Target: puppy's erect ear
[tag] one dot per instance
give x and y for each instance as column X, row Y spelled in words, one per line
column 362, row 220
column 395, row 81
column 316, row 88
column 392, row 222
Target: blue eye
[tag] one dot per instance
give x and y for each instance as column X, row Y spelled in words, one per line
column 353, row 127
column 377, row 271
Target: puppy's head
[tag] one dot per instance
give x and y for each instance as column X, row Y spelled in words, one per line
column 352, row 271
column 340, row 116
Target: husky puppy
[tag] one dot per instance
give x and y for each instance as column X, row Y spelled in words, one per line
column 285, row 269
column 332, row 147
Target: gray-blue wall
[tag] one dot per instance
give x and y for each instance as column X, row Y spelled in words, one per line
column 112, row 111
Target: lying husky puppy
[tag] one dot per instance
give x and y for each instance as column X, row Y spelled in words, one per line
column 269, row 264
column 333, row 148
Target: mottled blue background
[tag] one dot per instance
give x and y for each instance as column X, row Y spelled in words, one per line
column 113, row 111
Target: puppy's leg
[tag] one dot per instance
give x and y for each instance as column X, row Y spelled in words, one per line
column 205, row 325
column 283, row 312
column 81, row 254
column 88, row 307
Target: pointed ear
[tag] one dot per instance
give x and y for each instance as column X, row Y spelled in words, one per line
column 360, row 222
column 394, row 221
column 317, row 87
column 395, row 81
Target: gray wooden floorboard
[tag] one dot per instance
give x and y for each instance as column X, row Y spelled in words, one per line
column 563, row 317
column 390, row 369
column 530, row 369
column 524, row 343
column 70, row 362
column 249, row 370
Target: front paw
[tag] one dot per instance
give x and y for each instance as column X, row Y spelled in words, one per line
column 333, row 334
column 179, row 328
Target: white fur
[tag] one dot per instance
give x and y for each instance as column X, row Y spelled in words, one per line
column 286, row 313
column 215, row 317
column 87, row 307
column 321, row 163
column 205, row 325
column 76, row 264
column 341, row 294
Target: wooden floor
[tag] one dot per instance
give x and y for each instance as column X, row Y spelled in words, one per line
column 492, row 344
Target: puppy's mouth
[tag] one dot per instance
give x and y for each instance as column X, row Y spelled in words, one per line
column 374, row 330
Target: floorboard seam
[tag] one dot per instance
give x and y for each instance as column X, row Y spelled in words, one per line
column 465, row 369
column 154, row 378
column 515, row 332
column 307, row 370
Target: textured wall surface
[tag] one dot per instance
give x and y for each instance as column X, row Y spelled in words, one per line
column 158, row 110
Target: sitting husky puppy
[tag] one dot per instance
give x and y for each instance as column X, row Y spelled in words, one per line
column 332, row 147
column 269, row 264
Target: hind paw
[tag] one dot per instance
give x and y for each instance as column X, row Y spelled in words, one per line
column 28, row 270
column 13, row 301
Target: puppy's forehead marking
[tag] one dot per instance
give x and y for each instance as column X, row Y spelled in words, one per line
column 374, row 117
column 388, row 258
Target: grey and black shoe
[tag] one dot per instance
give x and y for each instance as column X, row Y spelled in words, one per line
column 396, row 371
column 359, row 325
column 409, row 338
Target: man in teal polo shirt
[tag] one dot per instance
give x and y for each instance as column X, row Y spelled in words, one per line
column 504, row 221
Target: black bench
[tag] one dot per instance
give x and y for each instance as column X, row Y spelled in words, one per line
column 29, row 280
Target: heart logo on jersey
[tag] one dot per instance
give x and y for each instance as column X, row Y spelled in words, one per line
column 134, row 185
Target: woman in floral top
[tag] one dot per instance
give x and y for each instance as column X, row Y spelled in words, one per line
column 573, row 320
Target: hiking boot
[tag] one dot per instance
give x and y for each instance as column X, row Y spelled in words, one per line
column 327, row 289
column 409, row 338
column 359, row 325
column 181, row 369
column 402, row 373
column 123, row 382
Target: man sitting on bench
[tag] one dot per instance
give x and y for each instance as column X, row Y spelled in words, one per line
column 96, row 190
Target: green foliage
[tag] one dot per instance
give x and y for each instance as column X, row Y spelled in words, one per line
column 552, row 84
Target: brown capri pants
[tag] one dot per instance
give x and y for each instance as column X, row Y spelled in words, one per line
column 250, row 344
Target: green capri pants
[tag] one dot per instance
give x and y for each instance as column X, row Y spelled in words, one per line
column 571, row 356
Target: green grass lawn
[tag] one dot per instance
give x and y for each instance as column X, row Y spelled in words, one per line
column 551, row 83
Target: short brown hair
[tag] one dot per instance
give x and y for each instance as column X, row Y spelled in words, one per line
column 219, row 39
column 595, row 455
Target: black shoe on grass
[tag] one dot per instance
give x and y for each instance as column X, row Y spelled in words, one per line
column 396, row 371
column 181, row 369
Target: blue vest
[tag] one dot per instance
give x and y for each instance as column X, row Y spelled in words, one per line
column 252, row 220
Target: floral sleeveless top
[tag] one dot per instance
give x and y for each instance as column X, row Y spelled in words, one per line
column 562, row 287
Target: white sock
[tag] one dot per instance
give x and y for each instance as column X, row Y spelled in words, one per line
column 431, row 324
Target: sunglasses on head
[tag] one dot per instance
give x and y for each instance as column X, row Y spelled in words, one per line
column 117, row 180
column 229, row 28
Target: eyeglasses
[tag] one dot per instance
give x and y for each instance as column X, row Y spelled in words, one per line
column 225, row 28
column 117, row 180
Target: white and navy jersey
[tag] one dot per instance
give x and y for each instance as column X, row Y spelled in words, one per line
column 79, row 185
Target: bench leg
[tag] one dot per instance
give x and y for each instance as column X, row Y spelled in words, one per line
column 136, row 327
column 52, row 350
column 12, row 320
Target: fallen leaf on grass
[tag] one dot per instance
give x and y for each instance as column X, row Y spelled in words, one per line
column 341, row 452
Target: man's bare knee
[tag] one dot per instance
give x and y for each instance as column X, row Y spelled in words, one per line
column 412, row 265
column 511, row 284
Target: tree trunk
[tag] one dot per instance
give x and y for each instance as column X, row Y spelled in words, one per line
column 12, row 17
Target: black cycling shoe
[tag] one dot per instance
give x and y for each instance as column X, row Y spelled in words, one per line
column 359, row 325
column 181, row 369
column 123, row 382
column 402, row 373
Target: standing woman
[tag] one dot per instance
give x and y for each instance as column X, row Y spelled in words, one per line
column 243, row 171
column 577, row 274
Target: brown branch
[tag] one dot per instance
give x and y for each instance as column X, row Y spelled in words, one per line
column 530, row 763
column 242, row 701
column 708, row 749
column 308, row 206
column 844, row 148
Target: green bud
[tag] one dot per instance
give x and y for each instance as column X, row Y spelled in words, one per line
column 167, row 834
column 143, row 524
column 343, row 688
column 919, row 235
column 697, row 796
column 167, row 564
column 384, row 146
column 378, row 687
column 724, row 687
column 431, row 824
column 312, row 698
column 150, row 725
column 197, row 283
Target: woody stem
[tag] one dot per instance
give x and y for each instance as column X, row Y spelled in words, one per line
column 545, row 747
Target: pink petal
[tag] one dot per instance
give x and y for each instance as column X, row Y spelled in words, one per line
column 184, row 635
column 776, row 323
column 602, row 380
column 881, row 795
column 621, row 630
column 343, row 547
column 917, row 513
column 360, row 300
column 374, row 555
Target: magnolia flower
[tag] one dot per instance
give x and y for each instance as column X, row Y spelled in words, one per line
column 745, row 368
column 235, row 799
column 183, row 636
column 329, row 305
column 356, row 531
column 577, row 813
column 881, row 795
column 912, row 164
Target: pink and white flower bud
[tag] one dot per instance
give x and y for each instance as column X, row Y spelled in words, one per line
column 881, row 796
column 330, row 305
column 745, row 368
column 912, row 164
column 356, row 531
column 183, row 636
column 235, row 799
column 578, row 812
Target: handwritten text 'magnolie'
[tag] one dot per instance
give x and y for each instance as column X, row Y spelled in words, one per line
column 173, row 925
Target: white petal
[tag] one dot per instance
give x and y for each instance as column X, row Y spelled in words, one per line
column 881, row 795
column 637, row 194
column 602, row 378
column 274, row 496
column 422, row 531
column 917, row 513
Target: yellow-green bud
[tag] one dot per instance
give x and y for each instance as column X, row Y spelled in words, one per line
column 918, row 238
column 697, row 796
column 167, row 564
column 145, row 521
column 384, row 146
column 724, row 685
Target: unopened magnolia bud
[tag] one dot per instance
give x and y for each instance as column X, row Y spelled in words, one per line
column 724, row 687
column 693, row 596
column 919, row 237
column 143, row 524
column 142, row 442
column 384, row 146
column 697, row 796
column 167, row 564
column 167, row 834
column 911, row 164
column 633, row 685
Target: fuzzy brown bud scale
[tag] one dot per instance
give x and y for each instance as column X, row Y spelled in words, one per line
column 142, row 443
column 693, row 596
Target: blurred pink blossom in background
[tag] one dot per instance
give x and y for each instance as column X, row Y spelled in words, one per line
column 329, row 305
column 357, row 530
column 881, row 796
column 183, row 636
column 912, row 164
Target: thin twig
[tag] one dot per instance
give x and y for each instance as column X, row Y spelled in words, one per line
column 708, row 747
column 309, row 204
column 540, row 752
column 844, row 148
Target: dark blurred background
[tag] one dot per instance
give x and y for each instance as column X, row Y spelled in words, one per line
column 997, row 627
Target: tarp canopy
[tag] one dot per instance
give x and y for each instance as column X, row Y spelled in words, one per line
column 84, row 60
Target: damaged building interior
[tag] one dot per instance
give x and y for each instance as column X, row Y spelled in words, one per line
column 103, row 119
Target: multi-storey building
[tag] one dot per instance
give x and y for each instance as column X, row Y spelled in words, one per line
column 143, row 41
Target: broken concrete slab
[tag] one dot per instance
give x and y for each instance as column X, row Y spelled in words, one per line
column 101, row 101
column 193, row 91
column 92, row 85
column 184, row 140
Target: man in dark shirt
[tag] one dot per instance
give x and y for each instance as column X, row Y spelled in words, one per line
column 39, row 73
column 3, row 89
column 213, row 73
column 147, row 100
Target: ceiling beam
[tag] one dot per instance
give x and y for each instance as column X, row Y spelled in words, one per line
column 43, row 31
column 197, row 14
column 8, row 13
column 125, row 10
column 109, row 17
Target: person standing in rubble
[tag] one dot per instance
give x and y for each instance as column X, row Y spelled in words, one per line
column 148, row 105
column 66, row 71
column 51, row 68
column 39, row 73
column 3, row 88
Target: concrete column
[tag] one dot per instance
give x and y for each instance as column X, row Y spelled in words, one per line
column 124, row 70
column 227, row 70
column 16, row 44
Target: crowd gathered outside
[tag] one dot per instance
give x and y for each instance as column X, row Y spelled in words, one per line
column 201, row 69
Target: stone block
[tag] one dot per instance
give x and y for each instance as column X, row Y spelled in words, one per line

Exercise aim - Render the lines of the records from the line with "Target: green grass lawn" to the line with "column 431, row 324", both included, as a Markdown table with a numbered Entry column and a Text column holding each line, leaving out blank lines.

Solution for this task -
| Entry | Text |
|---|---|
| 1 | Target: green grass lawn |
| 2 | [tag] one dot per instance |
| 3 | give x and y for each instance as column X, row Y spelled in words, one per line |
| 4 | column 551, row 83 |
| 5 | Target: short brown hair |
| 6 | [tag] one dot per instance |
| 7 | give x and y for each instance as column X, row Y spelled in words, one per line |
| 8 | column 219, row 39 |
| 9 | column 595, row 455 |
| 10 | Target: black shoe on grass |
| 11 | [tag] one dot per instance |
| 12 | give x and y for each instance as column X, row Y spelled in words, one per line |
| 13 | column 396, row 371 |
| 14 | column 181, row 369 |
| 15 | Target: blue vest |
| 16 | [tag] one dot per instance |
| 17 | give x and y for each instance as column X, row Y spelled in words, one per line |
| 18 | column 252, row 220 |
| 19 | Target: floral sleeveless top |
| 20 | [tag] one dot per instance |
| 21 | give x and y for each instance as column X, row Y spelled in words, one per line |
| 22 | column 562, row 287 |
| 23 | Target: white sock |
| 24 | [tag] one dot per instance |
| 25 | give x and y for each instance as column X, row Y spelled in words, one per line |
| 26 | column 431, row 324 |